*Provided data*:
===
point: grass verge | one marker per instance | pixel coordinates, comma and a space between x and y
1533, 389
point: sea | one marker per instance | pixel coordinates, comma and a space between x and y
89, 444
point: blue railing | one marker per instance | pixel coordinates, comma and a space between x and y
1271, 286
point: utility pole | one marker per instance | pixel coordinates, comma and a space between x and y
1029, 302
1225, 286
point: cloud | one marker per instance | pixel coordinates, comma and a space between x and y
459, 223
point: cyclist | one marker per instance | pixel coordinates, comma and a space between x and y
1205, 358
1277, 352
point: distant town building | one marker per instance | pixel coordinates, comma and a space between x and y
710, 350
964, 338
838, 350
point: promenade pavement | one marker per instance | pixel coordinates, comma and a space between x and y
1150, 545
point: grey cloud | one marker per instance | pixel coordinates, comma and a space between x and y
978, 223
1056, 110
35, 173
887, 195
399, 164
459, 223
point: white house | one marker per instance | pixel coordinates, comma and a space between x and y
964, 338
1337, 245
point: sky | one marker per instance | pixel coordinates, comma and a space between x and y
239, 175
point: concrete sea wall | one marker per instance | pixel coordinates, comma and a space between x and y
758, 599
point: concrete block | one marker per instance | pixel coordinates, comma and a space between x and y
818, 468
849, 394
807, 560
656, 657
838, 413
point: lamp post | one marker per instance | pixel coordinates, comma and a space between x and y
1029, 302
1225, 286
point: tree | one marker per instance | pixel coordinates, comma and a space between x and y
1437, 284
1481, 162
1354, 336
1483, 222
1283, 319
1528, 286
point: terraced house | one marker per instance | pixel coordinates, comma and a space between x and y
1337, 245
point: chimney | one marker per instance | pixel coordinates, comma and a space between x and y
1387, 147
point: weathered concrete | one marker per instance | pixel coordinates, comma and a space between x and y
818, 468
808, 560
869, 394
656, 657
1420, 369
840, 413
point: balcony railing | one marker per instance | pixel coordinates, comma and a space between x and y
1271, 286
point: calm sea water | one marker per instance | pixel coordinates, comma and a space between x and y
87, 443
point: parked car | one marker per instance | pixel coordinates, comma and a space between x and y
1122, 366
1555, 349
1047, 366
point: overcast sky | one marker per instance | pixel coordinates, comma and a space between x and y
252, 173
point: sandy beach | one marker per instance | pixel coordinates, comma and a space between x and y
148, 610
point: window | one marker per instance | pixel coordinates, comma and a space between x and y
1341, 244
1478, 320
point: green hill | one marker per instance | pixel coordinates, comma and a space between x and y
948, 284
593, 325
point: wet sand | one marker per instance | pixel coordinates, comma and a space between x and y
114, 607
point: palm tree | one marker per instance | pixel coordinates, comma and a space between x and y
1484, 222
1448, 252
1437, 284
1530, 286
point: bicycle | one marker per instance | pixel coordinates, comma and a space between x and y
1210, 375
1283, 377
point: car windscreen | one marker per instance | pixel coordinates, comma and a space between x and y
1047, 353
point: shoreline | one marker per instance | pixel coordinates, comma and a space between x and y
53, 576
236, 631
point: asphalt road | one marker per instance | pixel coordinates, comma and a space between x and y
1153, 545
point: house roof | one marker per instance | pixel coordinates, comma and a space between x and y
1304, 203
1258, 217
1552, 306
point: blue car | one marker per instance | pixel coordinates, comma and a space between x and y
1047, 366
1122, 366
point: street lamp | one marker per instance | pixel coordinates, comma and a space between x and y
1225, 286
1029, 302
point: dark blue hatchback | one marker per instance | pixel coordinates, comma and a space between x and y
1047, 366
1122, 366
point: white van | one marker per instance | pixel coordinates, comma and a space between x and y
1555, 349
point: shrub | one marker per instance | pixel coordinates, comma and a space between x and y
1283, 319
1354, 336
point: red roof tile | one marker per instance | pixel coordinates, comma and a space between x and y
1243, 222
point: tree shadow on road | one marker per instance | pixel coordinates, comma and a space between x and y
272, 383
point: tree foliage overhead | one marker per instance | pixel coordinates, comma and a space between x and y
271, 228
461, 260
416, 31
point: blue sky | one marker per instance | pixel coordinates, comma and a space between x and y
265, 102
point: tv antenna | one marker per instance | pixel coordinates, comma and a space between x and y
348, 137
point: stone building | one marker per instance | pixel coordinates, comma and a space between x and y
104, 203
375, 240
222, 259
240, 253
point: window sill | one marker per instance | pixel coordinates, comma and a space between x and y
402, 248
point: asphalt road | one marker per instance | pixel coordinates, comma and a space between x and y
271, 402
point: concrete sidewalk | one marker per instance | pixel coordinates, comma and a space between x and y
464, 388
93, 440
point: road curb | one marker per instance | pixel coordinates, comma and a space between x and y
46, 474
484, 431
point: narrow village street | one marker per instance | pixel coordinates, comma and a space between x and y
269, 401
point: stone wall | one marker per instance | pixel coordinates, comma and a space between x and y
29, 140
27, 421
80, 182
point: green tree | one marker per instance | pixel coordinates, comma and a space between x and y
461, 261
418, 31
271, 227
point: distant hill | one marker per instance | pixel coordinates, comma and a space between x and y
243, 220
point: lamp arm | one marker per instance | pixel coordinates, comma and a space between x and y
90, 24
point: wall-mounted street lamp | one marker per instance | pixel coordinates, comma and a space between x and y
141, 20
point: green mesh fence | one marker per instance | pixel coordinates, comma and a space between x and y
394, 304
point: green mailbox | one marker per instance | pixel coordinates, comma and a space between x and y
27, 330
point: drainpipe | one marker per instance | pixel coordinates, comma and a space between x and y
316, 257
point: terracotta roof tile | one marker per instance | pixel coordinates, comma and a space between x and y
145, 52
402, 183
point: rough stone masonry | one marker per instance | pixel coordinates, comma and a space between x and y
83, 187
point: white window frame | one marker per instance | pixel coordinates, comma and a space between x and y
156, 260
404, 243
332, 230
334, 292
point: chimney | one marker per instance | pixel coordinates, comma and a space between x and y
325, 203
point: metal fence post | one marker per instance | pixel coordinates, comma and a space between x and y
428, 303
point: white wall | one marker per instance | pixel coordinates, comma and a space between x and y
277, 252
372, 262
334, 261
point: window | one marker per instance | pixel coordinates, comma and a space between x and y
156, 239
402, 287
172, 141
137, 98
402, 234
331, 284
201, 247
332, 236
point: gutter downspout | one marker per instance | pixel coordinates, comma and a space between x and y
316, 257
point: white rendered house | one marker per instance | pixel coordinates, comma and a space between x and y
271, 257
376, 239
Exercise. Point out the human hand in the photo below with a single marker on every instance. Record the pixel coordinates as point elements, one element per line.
===
*Exercise instructions*:
Repeat the data exactly. Leave nothing out.

*In response*:
point: grass verge | one marker per instance | pixel coordinates, comma and a space between x and y
1533, 389
point: sea | one marker per instance | pixel coordinates, comma and a space between x and y
89, 444
point: blue railing | one marker per instance | pixel coordinates, comma and a space between x and y
1271, 286
point: utility pole | one marker per instance | pixel coordinates, comma and a space between x and y
1029, 302
1225, 286
point: cloud | one marker per instance | pixel coordinates, comma and a space between x and y
459, 223
point: cyclist | one marker per instance | pixel coordinates, comma and a space between x and y
1205, 358
1277, 352
point: distant town building | one marker per instance | pixel coordinates, comma and a space between x and y
710, 350
964, 338
838, 350
point: promenade pavement | one marker per instance | pixel coordinates, comma and a space between x and y
1150, 545
point: grey cloud | one marker per instance | pixel coordinates, comma and a space between x and y
978, 223
1056, 110
35, 173
887, 195
399, 164
459, 223
point: white house | one marker per instance | pixel coordinates, comma and a space between x and y
964, 338
1337, 245
point: sky | one marker per instance | pixel coordinates, comma and a space between x and y
239, 175
point: concrete sea wall | one marker per instance | pixel coordinates, comma and a space between x and y
758, 599
point: concrete block | one marker per instance | pixel coordinates, comma and a space between x and y
818, 468
849, 394
807, 560
656, 657
838, 413
point: lamp post | one marker per instance | pixel coordinates, comma and a space between x and y
1029, 302
1225, 286
point: tree | one marker per instance | pixel coordinates, comma and a space between x and y
1437, 284
1481, 162
1354, 336
1483, 222
1283, 319
1528, 286
point: terraced house | one marker per instance | pixel coordinates, comma and a space between x and y
1337, 245
point: chimney | one marker per instance | pixel coordinates, comma and a space between x and y
1387, 147
point: weathered concrete | one marker per instance | pixel coordinates, comma and a space between x and y
818, 468
808, 560
869, 394
656, 657
1420, 369
840, 413
point: balcony railing | one marker per instance | pixel coordinates, comma and a space between x and y
1271, 286
point: calm sea water | one marker per instance | pixel coordinates, comma and a space between x and y
87, 443
point: parked car | one marker per instance | pixel coordinates, comma and a space between x and y
1122, 366
1555, 349
1047, 366
point: overcast sky | one marker per instance | pixel coordinates, comma and a space between x and y
252, 173
point: sandy beach | one marker per instance | pixel coordinates, comma and a space between x and y
148, 610
point: window | one marker per instance | pixel coordinates, comma and a space between x and y
1341, 244
1478, 320
point: green hill | one marker per instance | pixel coordinates, comma and a space between x and y
948, 284
593, 325
point: wet sand | one marker per instance | pixel coordinates, comma and a space between x and y
114, 607
point: palm tree | one marker per instance | pixel coordinates, comma and a space between x and y
1484, 222
1448, 252
1437, 284
1530, 286
point: bicycle | one marker per instance | pixel coordinates, comma and a space between x and y
1210, 375
1283, 377
point: car windscreen | one marker per instance | pixel coordinates, comma and a space between x and y
1047, 353
point: shoreline | one marker per instance | pixel coordinates, comma and a space between x and y
53, 576
236, 631
point: asphalt road | one marker per instance | pixel coordinates, comma and a space between x and y
1153, 545
point: house roof | one marker per instance | pixel coordinates, comma and a space between x and y
1304, 203
1258, 217
1552, 306
point: blue car | one marker per instance | pixel coordinates, comma and a space between x and y
1047, 366
1122, 366
point: street lamp | one marker per instance | pixel coordinates, comma and a space between x and y
1225, 286
1029, 302
point: dark blue hatchback | one marker per instance | pixel coordinates, comma and a space between x and y
1047, 366
1122, 366
point: white van | one marker per instance | pixel coordinates, comma and a space between x and y
1555, 349
point: shrub | one marker per instance | pixel coordinates, comma and a space between x and y
1283, 319
1354, 336
point: red roof tile | one marker per instance | pixel coordinates, comma and a space between x and y
1243, 222
point: tree shadow on road | one marker per instance | pixel coordinates, comma and a space between x and y
272, 383
point: tree foliage overhead | one marker per instance | pixel coordinates, comma and a space between x and y
271, 228
461, 260
416, 31
point: blue sky | one marker per instance | pixel coordinates, comma and a space between x and y
265, 102
point: tv antenna | one marker per instance | pixel coordinates, comma and a space between x and y
348, 137
point: stone building | one marker per instance | pixel coordinates, comma and a space between x and y
104, 203
375, 240
222, 259
240, 253
point: window sill | one marker per instance | pixel coordinates, comma and a space between x and y
402, 248
point: asphalt road | one marker per instance | pixel coordinates, comma and a space between x and y
271, 402
point: concrete sidewalk | one marker per instance | pixel coordinates, comma and a space between x and y
464, 388
93, 440
point: road curb | one marker per instance | pixel coordinates, comma and a space between x and y
46, 474
484, 431
point: narrow village street | one marker per instance | pixel coordinates, comma and a space between x and y
269, 401
point: stone wall | one marker per instance | pixel coordinates, comma and a space between x and y
29, 140
27, 421
80, 182
point: green tree | one marker per instance | pixel coordinates, comma and a space between x and y
461, 261
418, 31
271, 227
point: distant hill | one marker per instance | pixel coordinates, comma and a space between x and y
243, 220
point: lamp arm | one marker per instance | pixel coordinates, comma and a space between x and y
90, 24
point: wall-mounted street lamp | one marker per instance | pixel coordinates, comma and a space between x and y
141, 20
point: green mesh fence | one marker per instance | pixel coordinates, comma and a space between x and y
394, 304
point: green mailbox | one marker per instance | pixel coordinates, comma and a space between x and y
27, 330
point: drainpipe | one marker per instance | pixel coordinates, comma and a space between x and y
316, 257
point: terracotta roof tile | one marker per instance | pixel coordinates, comma and a space between x and y
145, 52
402, 183
point: rough stone masonry | one marker per instance | pixel coordinates, comma and a space between x and y
83, 187
point: white window frame | one marker per instance | pixel coordinates, comma and a space between x and y
156, 260
404, 243
332, 230
334, 292
point: chimney | one marker per instance | pixel coordinates, comma and a space between x and y
325, 203
point: metal fence post | one marker per instance | pixel coordinates, comma and a space between x and y
428, 303
point: white wall | one marker per instance | pixel coordinates, comma and a space between x and y
277, 252
372, 262
334, 261
point: window | one marker per instance | pixel coordinates, comma and a space between x and y
156, 239
402, 287
172, 141
137, 98
402, 234
331, 284
201, 247
332, 236
point: gutter downspout | one marker per instance | pixel coordinates, comma and a space between x and y
316, 257
point: white rendered house | one marker per instance | pixel coordinates, comma and a space between x and y
271, 257
376, 239
Exercise. Point out the human hand in the photo below with a single marker on every instance. Record the pixel coordinates as point elements, one element per line.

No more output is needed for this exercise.